Exercise:
Look below for the line with "Task: point: the shrub", and from there restate every line word for word until the entries end.

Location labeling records
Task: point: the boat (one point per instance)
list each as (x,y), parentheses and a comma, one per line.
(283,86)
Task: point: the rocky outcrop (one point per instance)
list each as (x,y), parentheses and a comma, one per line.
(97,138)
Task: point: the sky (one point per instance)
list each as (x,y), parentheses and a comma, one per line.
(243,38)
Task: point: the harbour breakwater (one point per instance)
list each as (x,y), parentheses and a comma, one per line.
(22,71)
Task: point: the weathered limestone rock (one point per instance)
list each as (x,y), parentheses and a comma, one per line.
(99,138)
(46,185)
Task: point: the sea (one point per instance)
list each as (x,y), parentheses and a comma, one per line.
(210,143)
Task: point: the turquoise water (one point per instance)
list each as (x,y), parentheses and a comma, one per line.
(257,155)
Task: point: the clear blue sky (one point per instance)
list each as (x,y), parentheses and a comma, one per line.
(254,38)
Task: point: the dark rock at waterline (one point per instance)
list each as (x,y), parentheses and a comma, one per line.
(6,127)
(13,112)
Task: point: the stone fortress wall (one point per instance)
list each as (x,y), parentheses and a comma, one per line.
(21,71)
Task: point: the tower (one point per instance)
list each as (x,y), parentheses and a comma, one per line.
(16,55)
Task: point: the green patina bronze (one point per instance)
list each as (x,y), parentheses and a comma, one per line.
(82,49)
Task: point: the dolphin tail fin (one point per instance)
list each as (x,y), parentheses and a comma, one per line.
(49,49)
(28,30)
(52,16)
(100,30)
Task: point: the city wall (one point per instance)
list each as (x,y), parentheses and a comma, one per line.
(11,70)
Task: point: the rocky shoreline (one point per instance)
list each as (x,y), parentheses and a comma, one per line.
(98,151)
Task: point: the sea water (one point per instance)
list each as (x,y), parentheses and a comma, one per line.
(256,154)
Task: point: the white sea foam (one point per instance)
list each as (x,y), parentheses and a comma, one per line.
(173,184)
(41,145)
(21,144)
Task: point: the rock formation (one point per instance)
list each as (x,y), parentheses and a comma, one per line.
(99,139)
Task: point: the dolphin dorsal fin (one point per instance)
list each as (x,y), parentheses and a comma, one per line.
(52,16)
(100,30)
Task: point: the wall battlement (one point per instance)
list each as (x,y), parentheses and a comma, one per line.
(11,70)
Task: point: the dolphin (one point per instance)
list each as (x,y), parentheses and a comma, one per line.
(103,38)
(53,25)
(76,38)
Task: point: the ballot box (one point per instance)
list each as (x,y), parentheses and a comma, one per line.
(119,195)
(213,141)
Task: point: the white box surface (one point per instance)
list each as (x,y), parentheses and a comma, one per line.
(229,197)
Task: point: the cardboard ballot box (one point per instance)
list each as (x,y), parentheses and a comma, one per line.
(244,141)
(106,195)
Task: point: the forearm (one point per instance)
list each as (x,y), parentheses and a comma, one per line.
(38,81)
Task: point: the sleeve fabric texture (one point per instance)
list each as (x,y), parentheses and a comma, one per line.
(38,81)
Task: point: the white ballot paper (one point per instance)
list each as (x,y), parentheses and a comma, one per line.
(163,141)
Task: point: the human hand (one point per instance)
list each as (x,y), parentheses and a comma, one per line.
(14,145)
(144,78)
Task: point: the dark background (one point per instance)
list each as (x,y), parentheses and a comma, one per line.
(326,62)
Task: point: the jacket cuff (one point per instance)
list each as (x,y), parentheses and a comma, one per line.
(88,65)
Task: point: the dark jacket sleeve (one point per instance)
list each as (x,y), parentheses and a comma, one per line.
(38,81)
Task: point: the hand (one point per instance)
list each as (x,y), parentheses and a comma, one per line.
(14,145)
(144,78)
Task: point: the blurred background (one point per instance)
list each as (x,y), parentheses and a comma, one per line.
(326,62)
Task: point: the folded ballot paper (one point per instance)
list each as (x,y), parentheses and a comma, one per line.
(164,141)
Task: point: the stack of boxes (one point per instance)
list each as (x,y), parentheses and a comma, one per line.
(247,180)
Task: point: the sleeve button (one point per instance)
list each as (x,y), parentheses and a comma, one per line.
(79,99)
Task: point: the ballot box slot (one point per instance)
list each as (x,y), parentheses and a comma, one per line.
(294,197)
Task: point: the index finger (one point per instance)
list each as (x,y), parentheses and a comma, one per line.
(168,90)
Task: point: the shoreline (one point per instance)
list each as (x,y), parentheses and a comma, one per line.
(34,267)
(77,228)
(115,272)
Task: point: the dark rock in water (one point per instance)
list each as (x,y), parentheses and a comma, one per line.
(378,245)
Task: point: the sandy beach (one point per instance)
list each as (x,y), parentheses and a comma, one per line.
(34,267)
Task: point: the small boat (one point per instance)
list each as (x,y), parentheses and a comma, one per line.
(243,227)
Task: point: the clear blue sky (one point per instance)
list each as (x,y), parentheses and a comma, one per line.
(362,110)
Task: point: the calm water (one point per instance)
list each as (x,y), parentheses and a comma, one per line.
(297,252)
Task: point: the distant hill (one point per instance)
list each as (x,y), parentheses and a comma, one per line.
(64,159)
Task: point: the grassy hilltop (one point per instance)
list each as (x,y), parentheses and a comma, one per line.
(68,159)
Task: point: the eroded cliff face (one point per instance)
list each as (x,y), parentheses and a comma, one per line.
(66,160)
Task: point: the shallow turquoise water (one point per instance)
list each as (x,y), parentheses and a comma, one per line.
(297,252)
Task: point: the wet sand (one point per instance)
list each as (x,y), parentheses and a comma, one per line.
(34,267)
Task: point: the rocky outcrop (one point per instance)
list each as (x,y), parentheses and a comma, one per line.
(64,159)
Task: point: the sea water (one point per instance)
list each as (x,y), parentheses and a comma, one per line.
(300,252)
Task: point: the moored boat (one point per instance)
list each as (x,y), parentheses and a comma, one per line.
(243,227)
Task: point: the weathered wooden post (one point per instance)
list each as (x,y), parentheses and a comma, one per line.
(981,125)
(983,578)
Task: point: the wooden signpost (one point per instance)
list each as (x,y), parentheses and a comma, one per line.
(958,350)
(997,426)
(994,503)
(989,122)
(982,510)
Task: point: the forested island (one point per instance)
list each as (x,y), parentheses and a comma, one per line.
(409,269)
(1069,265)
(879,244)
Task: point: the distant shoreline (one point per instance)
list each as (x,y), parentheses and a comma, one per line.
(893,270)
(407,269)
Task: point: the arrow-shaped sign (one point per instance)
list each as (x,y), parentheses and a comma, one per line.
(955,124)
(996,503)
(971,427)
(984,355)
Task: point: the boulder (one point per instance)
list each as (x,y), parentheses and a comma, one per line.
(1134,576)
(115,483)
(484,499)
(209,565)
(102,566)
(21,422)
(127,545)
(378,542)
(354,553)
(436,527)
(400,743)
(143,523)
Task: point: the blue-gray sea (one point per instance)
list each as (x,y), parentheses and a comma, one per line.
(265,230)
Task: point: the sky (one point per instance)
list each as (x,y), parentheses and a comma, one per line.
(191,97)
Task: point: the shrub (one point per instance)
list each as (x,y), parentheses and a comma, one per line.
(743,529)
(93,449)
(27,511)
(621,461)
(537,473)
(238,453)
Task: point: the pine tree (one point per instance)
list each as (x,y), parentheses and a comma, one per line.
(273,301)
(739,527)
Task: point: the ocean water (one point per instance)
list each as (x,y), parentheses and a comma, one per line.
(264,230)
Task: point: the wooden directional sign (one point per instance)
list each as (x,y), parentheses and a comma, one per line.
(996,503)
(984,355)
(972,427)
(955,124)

Written solution:
Task: point: the shrub (one point per instance)
list each as (x,y), parentheses and a comma, one per line.
(743,529)
(93,449)
(27,511)
(621,461)
(537,473)
(238,453)
Task: point: the pine tree (one point per instance)
list each as (x,y), parentheses and a comma, one per line.
(273,301)
(739,527)
Task: point: the ocean water (one point per instance)
list each as (x,y), parentheses and a comma, one per line.
(264,230)
Task: point: the wooden directional sign (one point per instance)
list each as (x,y), parentheses and a comma, one per line.
(996,503)
(984,355)
(972,427)
(955,124)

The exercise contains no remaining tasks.